Reproduce only the lines from the one containing "of the grey" through the one containing "[(447, 22)]", and change "bare tree" to "leafless tree" while leaving everything else as it is.

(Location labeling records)
━━━━━━━━━━

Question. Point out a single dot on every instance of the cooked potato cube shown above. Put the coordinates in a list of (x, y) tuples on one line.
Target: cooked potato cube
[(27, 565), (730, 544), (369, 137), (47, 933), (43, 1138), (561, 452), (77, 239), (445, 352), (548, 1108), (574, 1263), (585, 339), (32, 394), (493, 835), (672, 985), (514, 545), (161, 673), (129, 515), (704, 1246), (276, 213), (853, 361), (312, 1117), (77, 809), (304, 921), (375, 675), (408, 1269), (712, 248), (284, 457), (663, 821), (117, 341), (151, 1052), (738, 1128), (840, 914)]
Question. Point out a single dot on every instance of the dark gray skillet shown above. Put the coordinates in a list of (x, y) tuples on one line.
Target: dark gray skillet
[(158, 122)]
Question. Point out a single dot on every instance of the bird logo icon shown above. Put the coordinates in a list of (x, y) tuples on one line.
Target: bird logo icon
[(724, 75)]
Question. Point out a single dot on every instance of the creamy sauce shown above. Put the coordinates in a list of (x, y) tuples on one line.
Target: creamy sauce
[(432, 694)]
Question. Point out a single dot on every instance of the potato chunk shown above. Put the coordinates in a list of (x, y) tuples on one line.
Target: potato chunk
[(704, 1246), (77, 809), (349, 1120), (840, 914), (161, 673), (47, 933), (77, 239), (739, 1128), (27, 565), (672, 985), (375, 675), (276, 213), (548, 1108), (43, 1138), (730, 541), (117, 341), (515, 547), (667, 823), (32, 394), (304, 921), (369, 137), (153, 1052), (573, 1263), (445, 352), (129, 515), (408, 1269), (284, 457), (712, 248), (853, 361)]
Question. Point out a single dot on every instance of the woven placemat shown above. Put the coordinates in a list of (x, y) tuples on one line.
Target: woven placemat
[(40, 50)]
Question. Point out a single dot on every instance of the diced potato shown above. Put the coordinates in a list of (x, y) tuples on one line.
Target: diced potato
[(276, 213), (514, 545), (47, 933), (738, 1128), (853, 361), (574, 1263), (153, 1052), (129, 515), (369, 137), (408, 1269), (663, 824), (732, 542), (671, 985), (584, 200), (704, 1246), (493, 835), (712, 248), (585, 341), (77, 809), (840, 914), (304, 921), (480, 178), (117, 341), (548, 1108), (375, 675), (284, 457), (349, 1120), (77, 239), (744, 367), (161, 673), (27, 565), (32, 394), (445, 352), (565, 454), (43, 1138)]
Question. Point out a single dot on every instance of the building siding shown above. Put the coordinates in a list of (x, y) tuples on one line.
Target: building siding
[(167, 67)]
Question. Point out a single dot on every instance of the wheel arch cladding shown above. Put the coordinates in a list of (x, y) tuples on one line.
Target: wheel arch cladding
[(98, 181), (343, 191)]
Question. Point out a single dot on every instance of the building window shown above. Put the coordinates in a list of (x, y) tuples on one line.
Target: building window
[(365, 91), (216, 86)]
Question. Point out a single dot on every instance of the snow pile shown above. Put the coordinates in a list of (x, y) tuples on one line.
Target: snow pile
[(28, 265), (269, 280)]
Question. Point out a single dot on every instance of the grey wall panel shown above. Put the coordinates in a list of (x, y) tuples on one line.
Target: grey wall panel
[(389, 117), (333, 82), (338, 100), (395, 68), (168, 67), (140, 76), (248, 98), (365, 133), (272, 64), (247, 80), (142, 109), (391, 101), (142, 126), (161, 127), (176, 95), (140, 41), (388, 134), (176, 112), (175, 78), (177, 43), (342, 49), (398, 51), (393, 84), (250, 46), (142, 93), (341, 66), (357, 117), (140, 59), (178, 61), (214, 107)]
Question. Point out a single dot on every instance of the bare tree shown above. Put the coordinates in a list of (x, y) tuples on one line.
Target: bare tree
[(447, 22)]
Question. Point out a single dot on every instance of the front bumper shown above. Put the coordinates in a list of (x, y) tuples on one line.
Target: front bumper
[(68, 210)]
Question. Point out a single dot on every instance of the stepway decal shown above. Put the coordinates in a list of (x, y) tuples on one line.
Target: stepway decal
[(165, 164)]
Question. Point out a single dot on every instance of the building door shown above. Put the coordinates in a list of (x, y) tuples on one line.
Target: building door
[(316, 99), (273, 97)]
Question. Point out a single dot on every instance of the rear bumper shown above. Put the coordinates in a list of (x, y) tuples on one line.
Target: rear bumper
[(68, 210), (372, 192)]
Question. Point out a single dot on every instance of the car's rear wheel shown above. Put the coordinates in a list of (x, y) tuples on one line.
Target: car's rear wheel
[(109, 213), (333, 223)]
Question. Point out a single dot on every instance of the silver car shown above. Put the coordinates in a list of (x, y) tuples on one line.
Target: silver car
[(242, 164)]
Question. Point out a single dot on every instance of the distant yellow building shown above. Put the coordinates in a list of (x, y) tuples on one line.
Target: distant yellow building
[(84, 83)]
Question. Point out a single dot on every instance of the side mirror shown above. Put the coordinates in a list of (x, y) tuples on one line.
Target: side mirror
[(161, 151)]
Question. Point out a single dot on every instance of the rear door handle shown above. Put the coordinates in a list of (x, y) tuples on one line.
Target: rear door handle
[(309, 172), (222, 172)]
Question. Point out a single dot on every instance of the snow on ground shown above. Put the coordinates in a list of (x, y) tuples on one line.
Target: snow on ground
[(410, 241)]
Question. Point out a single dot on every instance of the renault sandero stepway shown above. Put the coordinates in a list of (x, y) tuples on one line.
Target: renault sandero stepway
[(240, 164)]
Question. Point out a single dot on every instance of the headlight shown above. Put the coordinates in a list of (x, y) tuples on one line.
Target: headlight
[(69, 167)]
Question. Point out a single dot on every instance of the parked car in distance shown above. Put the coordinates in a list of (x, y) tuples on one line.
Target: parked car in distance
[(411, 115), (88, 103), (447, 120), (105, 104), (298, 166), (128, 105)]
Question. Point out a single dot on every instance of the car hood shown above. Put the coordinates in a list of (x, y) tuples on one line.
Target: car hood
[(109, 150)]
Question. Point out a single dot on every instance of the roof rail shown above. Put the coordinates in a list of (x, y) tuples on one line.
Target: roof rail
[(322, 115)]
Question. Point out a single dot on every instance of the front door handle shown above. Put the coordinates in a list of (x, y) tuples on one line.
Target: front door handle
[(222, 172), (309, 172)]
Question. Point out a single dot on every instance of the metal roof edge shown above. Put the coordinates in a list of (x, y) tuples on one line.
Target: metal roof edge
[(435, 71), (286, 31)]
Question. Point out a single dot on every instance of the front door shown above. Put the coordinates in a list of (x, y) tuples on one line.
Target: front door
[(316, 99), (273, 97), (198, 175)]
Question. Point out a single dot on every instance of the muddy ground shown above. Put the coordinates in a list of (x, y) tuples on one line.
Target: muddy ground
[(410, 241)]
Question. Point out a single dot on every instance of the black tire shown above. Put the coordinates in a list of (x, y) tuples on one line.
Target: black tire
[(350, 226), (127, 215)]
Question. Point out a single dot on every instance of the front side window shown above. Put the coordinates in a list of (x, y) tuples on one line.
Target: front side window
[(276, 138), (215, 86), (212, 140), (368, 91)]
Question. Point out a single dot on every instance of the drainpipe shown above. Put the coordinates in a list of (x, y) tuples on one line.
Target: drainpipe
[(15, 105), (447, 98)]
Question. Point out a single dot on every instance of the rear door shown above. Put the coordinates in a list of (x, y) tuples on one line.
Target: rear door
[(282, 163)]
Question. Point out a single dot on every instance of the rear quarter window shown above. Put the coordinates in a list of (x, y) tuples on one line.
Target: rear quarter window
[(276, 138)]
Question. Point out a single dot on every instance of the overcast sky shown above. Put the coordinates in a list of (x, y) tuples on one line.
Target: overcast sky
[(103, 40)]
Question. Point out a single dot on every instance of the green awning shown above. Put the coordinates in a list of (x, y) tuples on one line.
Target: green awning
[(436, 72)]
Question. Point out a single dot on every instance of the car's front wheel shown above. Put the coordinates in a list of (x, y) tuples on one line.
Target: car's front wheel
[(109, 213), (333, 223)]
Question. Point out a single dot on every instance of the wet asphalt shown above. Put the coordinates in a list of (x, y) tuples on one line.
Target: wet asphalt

━━━━━━━━━━

Full answer:
Question. Point out a single dot on every instance of the grey wall panel shown above. Put the coordinates in a list of (x, y) tuples on one line.
Target: grey wall panel
[(389, 117), (333, 82), (338, 100), (395, 68), (168, 67), (140, 76), (248, 98), (365, 133), (272, 64), (247, 80), (142, 109), (391, 101), (142, 126), (161, 127), (176, 95), (140, 41), (388, 134), (176, 112), (175, 78), (177, 43), (342, 49), (398, 51), (393, 84), (250, 46), (142, 93), (341, 66), (357, 117), (140, 59), (178, 61), (214, 107)]
Question. Point out a single dot on every instance of the leafless tree shown above. Put the coordinates in a list of (x, y) tuples on one line.
Target: leafless tree
[(447, 22)]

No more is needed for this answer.